Excerpted text:
──────

Why COVIDSafe may have an accuracy problem

Why COVIDSafe may have an accuracy problem

As Australians continue to download the COVIDSafe app, RMIT experts highlight accuracy concerns about the app’s contact tracing capabilities.

Bluetooth The COVIDSafe app uses Bluetooth signal to trace people who may have been exposed to a person infected with coronavirus

While COVIDSafe was an excellent idea, it could erroneously identify a very large number of ‘false positive’ contacts, as more people downloaded the app, according to School of Engineering biomedical signals experts Professor Dinesh Kumar and Dr PeterJones Radcliffe.

“With the current Bluetooth system, implementation of the app could become near useless for contact tracing in populated apartments and office blocks, limiting its uptake and making it far less effective,” Kumar said.

The aim of the COVIDSafe app is to more quickly identify people who might have been exposed to someone who has tested positive for coronavirus.

The app does this by using Bluetooth to detect and record other phones that also have the app running and are within 1.5 metres for 15 minutes.

However, Bluetooth can travel well beyond 1.5 metres, extending to three metres in older phones and ten in newer models, with the signal capable of passing through barriers.

“The signal travels through windows and walls so if I’m sitting in one room while someone is in the adjoining room of their apartment, Bluetooth recognises both phones to be in close proximity,” Kumar said.

“If the other person is identified as having the virus, I and others sharing adjoining walls, and even those on floors above and below, would get an alert that we’d been in proximity of a person with coronavirus.

──────

Work task:
Continue the article on COVIDSafe's accuracy concerns from the point where it stops.

Recorded data:
──────

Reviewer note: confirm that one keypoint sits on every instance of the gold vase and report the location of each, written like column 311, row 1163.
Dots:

──────

Response:
“We’d be notified even though we weren’t in the same space and there’d been no chance of having become infected,” he said.

This would impact people living in densely populated apartment buildings such as student accommodation.

“I calculated that in an apartment it’s quite easy for one person to be in contact with 16 other people just through the walls,” he said.

Kumar said the number of false positive contacts could be even greater in a busy downtown office building.

“That to me rings alarm bells. A significant number of false positives would result in the app soon becoming under-valued because of poor accuracy.”

Kumar said they weren't dismissing the app. 

“It’s important that the problem is first acknowledged so that people understand the cause of inaccurate contact alerts,” he said.

“Bluetooth doesn’t have to be discounted, but the next step should be to develop the technology for overcoming this limitation.”

He said while the Bluetooth tracking app remained an excellent idea, it needed more work to ensure it operated effectively. 

“At least for the next pandemic, it will be important to have an app which solves all the problems discussed so it will be used extensively as a key weapon in the fight against any pandemic.”